__Work instruction__. Every record must be retyped as it stands.

__Raw data__.
* * *

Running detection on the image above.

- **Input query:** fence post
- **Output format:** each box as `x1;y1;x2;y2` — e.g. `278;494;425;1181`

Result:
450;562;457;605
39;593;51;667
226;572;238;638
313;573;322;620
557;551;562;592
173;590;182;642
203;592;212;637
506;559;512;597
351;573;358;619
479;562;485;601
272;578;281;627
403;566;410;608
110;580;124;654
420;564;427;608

* * *

__Answer for this exercise__.
Running detection on the image above.

- **Input query:** fence post
- **Output format:** each box as `x1;y1;x2;y2` — e.g. `278;494;425;1181`

Result:
450;562;457;605
39;593;51;667
226;572;238;638
313;573;322;620
557;551;562;592
173;590;182;642
203;592;212;637
506;559;512;597
351;573;358;619
479;562;485;601
272;578;281;627
403;566;410;608
110;580;124;654
420;564;427;608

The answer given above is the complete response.